## EXERCISE TASK
Write out the listing again with every "sunfish" switched to "mola" and everything else unchanged. Leave the pictures out.

## STORED DATA
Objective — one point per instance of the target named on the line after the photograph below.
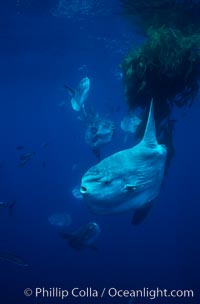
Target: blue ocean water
(40, 52)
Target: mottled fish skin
(128, 179)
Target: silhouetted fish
(83, 237)
(19, 147)
(12, 258)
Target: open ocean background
(40, 52)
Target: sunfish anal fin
(141, 213)
(149, 138)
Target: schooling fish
(128, 179)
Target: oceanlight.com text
(112, 292)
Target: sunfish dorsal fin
(149, 137)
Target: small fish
(19, 147)
(76, 193)
(60, 219)
(79, 95)
(44, 145)
(14, 259)
(83, 237)
(9, 205)
(99, 132)
(27, 156)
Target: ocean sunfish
(80, 94)
(128, 179)
(83, 237)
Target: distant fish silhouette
(14, 259)
(19, 147)
(83, 237)
(80, 94)
(9, 205)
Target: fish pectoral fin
(141, 213)
(130, 187)
(71, 91)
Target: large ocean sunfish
(80, 94)
(128, 179)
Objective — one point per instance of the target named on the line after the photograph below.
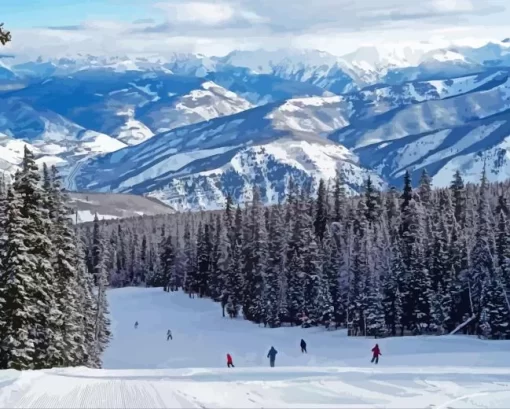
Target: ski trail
(104, 389)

## WRITTEN RESPONSE
Objective — one point per instance of the target named on the line after the photograph below.
Target: blue ocean water
(40, 52)
Target: mottled fish skin
(128, 179)
Target: silhouetted fish
(83, 237)
(19, 147)
(12, 258)
Target: open ocean background
(40, 52)
Target: mola anal fin
(141, 213)
(149, 138)
Target: schooling fish
(128, 179)
Target: oceanlight.com text
(112, 292)
Target: mola dorsal fin
(149, 137)
Target: small fish
(19, 147)
(76, 193)
(60, 219)
(79, 95)
(44, 145)
(14, 259)
(83, 237)
(9, 205)
(99, 132)
(27, 156)
Target: ocean mola
(80, 94)
(128, 179)
(83, 237)
Target: distant fish silhouette
(14, 259)
(19, 147)
(83, 237)
(80, 94)
(9, 205)
Target: fish pectoral fin
(141, 213)
(130, 187)
(71, 91)
Target: large ocean mola
(80, 94)
(128, 179)
Objective — one point per instance of the target named on the line after the photograph below.
Target: ski trail
(104, 389)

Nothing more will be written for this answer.